» **INPUT DATA**
● ● ● ●
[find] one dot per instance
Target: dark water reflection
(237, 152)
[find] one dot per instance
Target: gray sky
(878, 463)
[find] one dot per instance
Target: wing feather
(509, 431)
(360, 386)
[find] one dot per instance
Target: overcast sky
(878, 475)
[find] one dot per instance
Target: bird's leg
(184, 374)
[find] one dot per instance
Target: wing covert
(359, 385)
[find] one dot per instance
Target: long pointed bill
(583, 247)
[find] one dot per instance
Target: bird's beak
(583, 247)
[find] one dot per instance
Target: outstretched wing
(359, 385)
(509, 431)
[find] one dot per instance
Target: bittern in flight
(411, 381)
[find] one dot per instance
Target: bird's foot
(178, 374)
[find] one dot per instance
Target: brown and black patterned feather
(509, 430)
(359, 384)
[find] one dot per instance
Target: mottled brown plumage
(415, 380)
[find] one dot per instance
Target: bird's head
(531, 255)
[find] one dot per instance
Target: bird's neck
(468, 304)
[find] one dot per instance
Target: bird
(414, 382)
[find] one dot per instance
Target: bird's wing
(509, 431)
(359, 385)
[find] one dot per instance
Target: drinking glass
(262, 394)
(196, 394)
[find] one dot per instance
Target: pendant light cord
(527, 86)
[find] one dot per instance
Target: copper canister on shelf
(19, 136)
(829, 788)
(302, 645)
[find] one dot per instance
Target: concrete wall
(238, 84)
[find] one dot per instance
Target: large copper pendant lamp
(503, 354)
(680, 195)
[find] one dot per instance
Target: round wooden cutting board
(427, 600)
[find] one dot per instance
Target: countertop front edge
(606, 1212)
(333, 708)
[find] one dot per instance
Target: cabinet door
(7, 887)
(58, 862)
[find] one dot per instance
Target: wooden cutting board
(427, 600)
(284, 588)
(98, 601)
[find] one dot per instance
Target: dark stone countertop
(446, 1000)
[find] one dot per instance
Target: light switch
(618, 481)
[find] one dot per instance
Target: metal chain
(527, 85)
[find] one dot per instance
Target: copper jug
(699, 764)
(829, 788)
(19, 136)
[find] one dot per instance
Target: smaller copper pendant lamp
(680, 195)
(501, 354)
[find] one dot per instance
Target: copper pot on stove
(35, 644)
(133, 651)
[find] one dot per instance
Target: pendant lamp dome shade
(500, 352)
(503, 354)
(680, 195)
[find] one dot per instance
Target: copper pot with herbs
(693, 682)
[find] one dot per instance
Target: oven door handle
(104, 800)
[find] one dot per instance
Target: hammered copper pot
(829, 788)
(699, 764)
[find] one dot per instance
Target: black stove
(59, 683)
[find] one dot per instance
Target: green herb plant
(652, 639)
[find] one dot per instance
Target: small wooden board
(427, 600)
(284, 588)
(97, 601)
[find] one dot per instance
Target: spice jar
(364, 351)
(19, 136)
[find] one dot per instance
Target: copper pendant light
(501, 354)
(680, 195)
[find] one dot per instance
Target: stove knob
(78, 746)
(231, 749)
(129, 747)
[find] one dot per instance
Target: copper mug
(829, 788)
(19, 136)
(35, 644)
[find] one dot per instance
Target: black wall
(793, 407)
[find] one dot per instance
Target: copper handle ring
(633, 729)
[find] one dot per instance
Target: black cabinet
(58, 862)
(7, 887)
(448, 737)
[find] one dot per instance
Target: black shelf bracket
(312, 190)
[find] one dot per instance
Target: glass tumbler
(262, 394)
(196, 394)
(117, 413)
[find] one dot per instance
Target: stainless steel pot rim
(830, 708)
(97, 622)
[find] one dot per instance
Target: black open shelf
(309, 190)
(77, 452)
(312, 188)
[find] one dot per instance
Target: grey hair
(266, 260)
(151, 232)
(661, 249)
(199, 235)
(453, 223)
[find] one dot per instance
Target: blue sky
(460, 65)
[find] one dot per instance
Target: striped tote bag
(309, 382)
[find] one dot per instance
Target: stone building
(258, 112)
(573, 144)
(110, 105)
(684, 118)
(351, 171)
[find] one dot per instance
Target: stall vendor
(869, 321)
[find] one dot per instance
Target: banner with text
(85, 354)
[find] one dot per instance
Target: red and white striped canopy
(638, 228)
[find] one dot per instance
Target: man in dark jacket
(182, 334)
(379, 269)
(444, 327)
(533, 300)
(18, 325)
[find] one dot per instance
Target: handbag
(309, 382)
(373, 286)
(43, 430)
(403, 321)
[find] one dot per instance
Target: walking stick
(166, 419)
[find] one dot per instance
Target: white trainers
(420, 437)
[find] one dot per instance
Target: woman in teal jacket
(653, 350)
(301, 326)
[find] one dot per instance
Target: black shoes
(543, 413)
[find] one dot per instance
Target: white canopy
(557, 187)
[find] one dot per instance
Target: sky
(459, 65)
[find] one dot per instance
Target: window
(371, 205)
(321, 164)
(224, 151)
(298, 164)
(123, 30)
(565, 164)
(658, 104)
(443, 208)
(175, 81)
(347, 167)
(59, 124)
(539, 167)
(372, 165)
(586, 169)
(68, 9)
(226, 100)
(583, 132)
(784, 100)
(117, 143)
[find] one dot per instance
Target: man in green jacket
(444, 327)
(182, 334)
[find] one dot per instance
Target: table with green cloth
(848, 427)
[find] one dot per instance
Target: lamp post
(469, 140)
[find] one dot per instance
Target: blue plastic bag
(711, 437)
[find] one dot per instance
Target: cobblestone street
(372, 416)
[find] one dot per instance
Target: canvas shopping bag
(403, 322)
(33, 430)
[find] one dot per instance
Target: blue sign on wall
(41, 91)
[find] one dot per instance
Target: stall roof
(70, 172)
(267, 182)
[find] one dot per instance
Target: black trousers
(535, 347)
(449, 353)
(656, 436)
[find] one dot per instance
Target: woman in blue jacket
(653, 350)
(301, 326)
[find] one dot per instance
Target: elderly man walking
● ● ● ●
» **WHAT IS BEING ASKED**
Retype the line containing "Target: blue plastic bag" and each line after it through the end of the listing, exactly, leaving out everything else.

» **WRITTEN SOLUTION**
Target: blue plastic bag
(711, 437)
[find] one dot per instance
Target: cobblestone street
(372, 416)
[find] one dot per instance
Target: canvas shopping bag
(403, 322)
(33, 430)
[find] one dot per instance
Target: blue sign on wall
(41, 91)
[find] one dot per instance
Target: stall roof
(70, 172)
(267, 182)
[find] one dot per instance
Target: black trousers
(535, 347)
(449, 353)
(656, 436)
[find] one dot per instance
Target: woman in blue jacket
(653, 350)
(301, 326)
[find] one dot per instance
Target: elderly man walking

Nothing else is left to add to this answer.